Re: Metrics for Beam IOs.

Aviem Zur Sat, 18 Feb 2017 08:46:35 -0800

Is there a way to leverage runners' existing metrics sinks?
As stated by Amit & Stas, Spark runner uses Spark's metrics sink to report
Beam's aggregators and metrics.
Other runners may also have a similar capability, I'm not sure. This could
remove the need for a plugin, and dealing with push/pull.
I'm assuming we should compile a table of what can be supported in each
runner in this area and then decide a way to move forward?


On Sat, Feb 18, 2017 at 6:35 PM Jean-Baptiste Onofré <[email protected]>
wrote:

> Good point.
>
> In Decanter, it's what I named a "scheduled collector". So, yes, the
> adapter will periodically harvest metric to push.
>
> Regards
> JB
>
> On 02/18/2017 05:30 PM, Amit Sela wrote:
> > First issue with "push" metrics plugin - what if the runner's underlying
> > reporting mechanism is "pull" ? Codahale ScheduledReporter will sample
> the
> > values every X and send to ...
> > So any runner using a "pull-like" would use an adapter ?
> >
> > On Sat, Feb 18, 2017 at 6:27 PM Jean-Baptiste Onofré <[email protected]>
> > wrote:
> >
> >> Hi Ben,
> >>
> >> ok it's what I thought. Thanks for the clarification.
> >>
> >> +1 for the plugin-like "push" API (it's what I have in mind too ;)).
> >> I will start a PoC for discussion next week.
> >>
> >> Regards
> >> JB
> >>
> >> On 02/18/2017 05:17 PM, Ben Chambers wrote:
> >>> The runner can already report metrics during pipeline execution so it
> is
> >>> usable for monitoring.
> >>>
> >>> The pipeline result can be used to query metrics during pipeline
> >> execution,
> >>> so a first version of reporting to other systems is to periodically
> pulls
> >>> metrics from the runner with that API.
> >>>
> >>> We may eventually want to provide a plugin-like API to get the runner
> to
> >>> push metrics more directly to other metrics stores. This layer needs
> some
> >>> thought since it has to handle the complexity of attempted/committed
> >>> metrics to be consistent with the model.
> >>>
> >>>
> >>>
> >>> On Sat, Feb 18, 2017, 5:44 AM Jean-Baptiste Onofré <[email protected]>
> >> wrote:
> >>>
> >>> Hi Amit,
> >>>
> >>> before Beam, I didn't mind about portability ;) So I used the Spark
> >>> approach.
> >>>
> >>> But, now, as a Beam user, I would expect a generic way to deal with
> >>> metric whatever the runner would be.
> >>>
> >>> Today, you are right: I'm using the solution provided by the execution
> >>> engine. That's the current approach and it works fine. And it's up to
> me
> >>> to leverage (for intance Accumulators) it with my own system.
##############################
# [EXERCISE INSTRUCTIONS]
(1) Answer these questions about the thread on Beam IO metrics:
(a) What does the Spark runner use to report Beam's aggregators and metrics?
(b) What name from Decanter does Jean-Baptiste Onofré give to the adapter that will periodically harvest metrics to push?
(c) According to Ben Chambers, what can the pipeline result be used for during pipeline execution?
(2) In the thread on Beam IO metrics, repeat the stretch from "Other runners may" through "to move forward?".

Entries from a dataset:
##############################
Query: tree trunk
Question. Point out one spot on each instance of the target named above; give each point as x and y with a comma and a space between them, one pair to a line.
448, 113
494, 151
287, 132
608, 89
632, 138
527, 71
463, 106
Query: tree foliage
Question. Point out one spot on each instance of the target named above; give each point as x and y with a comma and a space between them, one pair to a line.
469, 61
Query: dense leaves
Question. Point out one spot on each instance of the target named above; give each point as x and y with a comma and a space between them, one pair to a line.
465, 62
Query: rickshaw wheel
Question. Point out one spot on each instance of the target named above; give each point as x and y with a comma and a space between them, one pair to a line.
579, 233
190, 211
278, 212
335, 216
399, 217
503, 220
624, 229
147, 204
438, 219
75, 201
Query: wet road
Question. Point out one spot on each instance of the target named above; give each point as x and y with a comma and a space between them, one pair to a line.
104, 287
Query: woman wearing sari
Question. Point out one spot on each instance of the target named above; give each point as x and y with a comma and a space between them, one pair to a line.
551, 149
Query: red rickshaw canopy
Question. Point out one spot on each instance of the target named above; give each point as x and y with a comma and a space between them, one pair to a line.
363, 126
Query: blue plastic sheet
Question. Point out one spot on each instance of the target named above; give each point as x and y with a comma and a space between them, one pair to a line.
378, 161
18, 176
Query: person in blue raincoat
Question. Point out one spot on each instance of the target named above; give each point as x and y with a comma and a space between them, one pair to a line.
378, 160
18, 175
##############################
# [SOLUTIONS]
(1)
(a) Spark's metrics sink.
(b) A "scheduled collector."
(c) Querying metrics.

(2)
Other runners may also have a similar capability, I'm not sure. This could
remove the need for a plugin, and dealing with push/pull.
I'm assuming we should compile a table of what can be supported in each
runner in this area and then decide a way to move forward?